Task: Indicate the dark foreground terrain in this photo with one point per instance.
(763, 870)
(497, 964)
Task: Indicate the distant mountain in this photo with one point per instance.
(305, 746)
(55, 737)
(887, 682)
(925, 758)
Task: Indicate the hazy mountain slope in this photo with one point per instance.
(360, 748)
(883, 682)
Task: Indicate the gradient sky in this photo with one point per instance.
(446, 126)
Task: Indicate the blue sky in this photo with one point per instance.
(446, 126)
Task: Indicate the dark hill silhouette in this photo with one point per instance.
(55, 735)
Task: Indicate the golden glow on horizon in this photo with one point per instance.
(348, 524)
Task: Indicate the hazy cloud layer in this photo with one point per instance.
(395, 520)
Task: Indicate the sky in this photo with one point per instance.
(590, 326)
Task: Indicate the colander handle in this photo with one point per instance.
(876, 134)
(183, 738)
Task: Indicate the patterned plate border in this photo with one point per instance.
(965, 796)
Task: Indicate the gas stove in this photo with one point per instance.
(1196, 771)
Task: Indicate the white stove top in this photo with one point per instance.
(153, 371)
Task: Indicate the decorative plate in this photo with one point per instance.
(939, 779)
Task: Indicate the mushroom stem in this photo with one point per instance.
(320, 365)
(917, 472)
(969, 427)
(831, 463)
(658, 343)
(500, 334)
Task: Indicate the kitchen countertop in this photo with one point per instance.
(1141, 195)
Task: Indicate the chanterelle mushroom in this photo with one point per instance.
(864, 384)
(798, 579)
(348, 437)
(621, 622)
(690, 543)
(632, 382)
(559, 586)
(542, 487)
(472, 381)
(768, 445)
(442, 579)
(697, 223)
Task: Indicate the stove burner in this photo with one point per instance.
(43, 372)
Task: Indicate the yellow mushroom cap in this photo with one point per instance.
______
What to do :: Copy every line above word for word, from the first to the last, without changing anything.

Written solution ::
Task: Indicate the dark foreground terrain in this photo with one point per instance.
(763, 870)
(497, 964)
Task: Indicate the distant mountain in this photo with one point per instance.
(305, 746)
(55, 737)
(887, 682)
(925, 758)
Task: Indicate the hazy mountain slope in this photo with one point per instance.
(360, 748)
(883, 682)
Task: Indicate the gradient sky in this photo with one point per instance.
(446, 126)
Task: Indicate the blue sky in this photo with one point per instance.
(446, 126)
Task: Indicate the dark hill silhouette in this photo with one point per instance.
(55, 735)
Task: Indicate the golden glow on horizon in this photo with one point per instance.
(348, 524)
Task: Indicate the hazy cloud layer in this photo with one point per instance.
(395, 520)
Task: Indicate the sky in this photo with one point per instance.
(590, 326)
Task: Indicate the colander handle in this photo with one point per instance.
(876, 134)
(183, 738)
Task: Indicate the patterned plate border in this photo with one point per instance.
(965, 796)
Task: Indicate the gas stove in this photo with one point per instance.
(1196, 771)
Task: Indicate the white stove top in this photo with one point per instance.
(153, 371)
Task: Indicate the decorative plate in this photo with one point per instance.
(939, 779)
Task: Indicate the mushroom stem in this photo with one point per instance.
(320, 365)
(917, 472)
(969, 427)
(831, 463)
(658, 343)
(500, 334)
Task: Indicate the kitchen countertop in this photo with one point per instance.
(1141, 195)
Task: Indicate the chanterelle mushroom in this photo with one point per instance.
(864, 384)
(798, 579)
(348, 437)
(621, 622)
(690, 543)
(632, 382)
(559, 586)
(542, 487)
(472, 381)
(768, 445)
(442, 579)
(697, 223)
Task: Indicate the stove burner in this photo with one point per instance.
(43, 372)
Task: Indicate the yellow mushroom cap in this photo with one point per instance.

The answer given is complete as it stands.